What you need to do
Give the count of lines in the records below that contain "blue", and say nothing more.

Data section

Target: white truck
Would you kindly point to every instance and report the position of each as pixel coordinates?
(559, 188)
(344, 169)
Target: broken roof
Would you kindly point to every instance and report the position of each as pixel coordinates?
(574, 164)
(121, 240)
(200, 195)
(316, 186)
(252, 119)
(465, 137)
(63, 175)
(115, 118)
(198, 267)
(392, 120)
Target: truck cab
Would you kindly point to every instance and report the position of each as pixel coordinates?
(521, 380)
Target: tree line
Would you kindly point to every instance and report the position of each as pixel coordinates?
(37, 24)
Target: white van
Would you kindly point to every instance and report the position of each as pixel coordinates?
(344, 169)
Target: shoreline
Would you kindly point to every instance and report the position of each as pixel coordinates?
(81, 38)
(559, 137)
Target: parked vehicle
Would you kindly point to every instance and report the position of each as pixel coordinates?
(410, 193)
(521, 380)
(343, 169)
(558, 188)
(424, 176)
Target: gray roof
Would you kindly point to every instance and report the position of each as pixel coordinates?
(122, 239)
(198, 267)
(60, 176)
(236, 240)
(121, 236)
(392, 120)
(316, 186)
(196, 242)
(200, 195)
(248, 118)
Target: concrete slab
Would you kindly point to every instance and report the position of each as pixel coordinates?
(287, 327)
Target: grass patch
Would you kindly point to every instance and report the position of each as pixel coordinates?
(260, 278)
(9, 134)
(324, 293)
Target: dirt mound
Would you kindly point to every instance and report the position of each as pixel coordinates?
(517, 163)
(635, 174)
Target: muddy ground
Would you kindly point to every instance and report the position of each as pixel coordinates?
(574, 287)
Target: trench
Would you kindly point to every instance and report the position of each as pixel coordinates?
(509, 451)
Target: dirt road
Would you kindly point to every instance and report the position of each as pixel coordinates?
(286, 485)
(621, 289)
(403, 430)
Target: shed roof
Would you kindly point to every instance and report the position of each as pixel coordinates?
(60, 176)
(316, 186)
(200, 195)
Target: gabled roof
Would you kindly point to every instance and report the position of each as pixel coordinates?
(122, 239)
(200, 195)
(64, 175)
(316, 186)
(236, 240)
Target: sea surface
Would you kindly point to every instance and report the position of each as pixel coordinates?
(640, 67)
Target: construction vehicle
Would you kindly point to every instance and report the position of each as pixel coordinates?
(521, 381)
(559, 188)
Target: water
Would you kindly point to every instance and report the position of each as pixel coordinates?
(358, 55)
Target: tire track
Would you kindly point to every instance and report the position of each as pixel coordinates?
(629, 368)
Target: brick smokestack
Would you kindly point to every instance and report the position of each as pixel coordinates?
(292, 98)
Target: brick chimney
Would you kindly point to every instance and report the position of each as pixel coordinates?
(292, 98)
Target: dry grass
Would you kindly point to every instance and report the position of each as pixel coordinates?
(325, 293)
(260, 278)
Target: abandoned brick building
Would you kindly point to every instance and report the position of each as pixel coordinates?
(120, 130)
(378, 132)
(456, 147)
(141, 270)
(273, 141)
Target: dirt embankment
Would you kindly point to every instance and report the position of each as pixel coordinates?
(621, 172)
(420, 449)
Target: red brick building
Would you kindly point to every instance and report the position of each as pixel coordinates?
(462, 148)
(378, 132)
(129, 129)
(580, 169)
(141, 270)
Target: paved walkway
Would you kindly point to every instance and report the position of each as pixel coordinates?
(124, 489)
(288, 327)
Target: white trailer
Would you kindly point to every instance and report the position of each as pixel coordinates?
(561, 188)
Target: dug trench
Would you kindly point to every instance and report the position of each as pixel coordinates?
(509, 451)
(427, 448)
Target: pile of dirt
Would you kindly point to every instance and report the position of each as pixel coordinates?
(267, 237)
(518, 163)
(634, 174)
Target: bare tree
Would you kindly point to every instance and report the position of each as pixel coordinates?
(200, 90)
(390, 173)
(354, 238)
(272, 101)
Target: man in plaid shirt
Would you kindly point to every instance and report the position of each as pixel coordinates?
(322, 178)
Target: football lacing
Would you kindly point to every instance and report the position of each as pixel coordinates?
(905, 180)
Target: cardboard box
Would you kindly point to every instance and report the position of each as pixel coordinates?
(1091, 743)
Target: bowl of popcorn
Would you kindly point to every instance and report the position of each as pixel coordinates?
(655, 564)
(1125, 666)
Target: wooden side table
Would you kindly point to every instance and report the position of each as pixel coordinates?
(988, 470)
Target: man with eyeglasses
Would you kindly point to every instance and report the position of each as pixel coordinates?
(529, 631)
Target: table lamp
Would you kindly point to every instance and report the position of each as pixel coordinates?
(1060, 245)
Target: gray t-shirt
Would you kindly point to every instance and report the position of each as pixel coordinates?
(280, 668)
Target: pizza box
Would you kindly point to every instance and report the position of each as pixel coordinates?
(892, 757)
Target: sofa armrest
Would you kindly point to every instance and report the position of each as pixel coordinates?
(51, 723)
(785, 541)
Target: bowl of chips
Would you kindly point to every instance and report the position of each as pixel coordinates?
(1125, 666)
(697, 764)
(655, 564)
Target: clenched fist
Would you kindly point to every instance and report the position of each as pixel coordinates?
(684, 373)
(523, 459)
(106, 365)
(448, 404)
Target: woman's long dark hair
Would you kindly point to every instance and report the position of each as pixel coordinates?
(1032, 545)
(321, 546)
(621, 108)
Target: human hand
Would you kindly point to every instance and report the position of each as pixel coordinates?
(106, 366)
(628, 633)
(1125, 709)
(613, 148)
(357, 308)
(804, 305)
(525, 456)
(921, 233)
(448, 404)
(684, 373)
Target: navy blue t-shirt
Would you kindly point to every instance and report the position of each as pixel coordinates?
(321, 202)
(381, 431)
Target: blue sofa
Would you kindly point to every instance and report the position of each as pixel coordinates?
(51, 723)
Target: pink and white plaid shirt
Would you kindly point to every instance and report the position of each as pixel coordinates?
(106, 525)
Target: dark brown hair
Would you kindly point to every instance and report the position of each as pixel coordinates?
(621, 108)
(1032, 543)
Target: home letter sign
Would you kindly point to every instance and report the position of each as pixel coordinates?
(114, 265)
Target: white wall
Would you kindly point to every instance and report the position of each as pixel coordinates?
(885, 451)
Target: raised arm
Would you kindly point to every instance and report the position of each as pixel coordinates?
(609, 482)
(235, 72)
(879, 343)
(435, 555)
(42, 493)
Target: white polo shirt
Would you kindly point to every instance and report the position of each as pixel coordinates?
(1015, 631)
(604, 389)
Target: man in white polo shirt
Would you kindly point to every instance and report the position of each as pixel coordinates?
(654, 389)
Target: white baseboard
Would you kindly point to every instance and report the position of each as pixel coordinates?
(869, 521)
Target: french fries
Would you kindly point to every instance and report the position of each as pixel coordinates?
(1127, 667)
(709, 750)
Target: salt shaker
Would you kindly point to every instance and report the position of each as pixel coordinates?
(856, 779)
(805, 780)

Result of this task
2